▸ EXERCISE TASK
In how many lines of the items that follow does the string "below" appear, counting only matches with the same case? Reply with the number alone.

▸ DATA TO USE

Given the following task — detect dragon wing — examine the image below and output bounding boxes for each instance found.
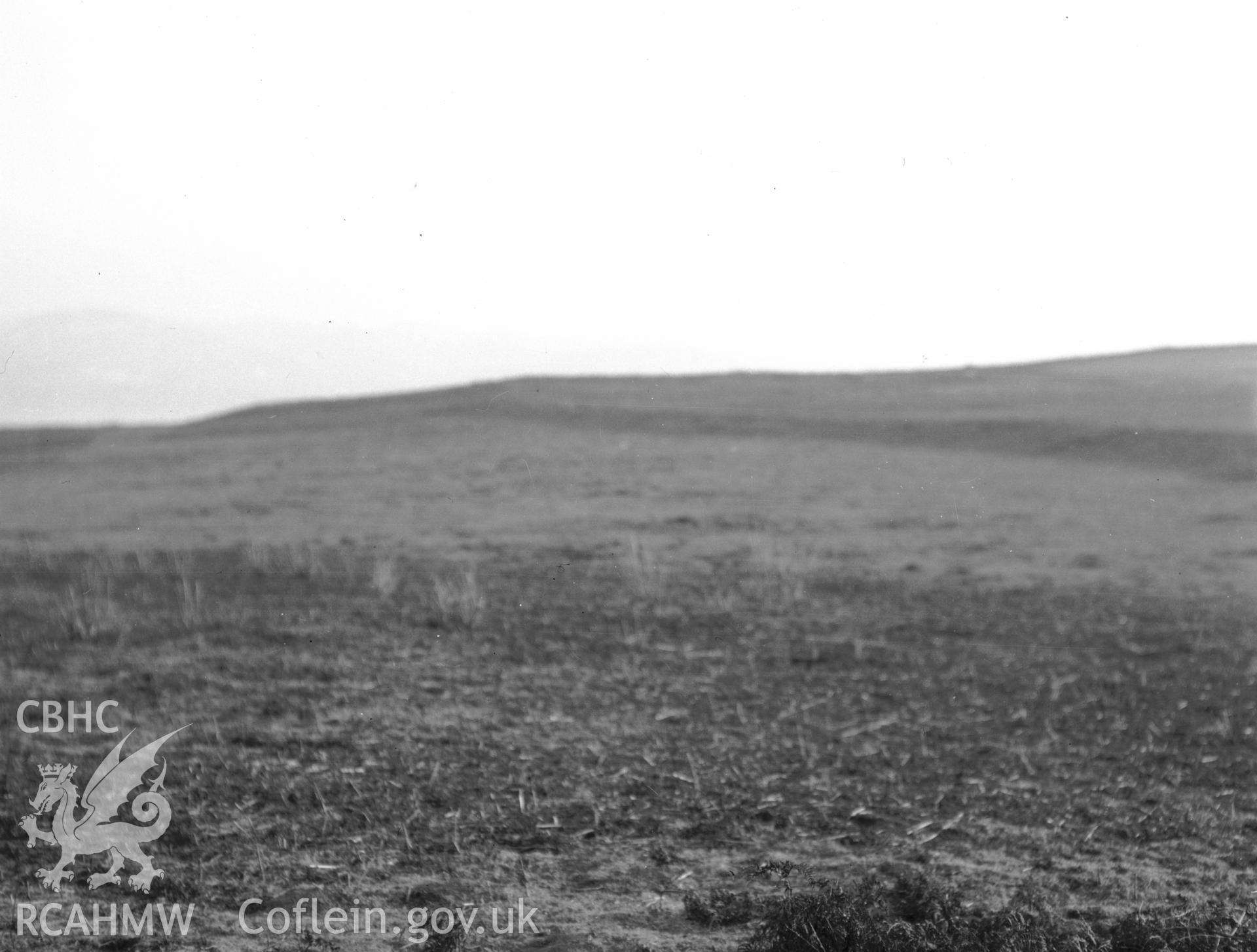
[75,724,191,829]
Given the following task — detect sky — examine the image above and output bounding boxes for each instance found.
[0,0,1257,425]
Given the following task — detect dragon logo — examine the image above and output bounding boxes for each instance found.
[19,725,186,893]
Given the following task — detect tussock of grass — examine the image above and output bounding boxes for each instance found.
[719,863,1257,952]
[432,567,488,631]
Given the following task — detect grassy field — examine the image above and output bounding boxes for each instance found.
[0,347,1257,952]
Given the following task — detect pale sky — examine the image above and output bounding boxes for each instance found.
[0,0,1257,425]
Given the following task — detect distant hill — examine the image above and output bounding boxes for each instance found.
[0,346,1257,481]
[179,346,1257,481]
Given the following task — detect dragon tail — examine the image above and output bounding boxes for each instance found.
[131,791,171,843]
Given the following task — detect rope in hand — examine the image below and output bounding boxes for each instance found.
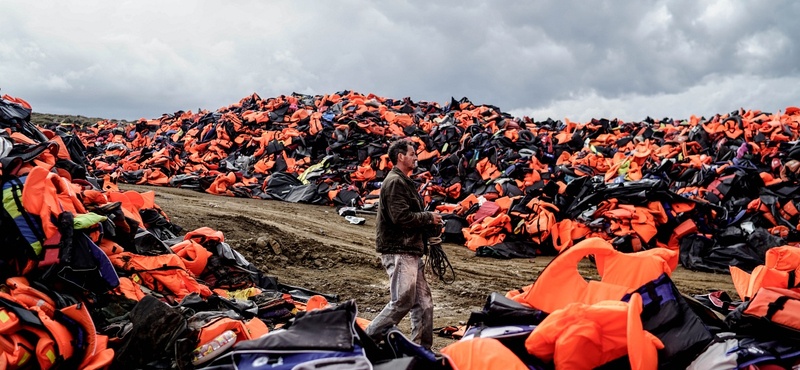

▸ TASK SOLUTION
2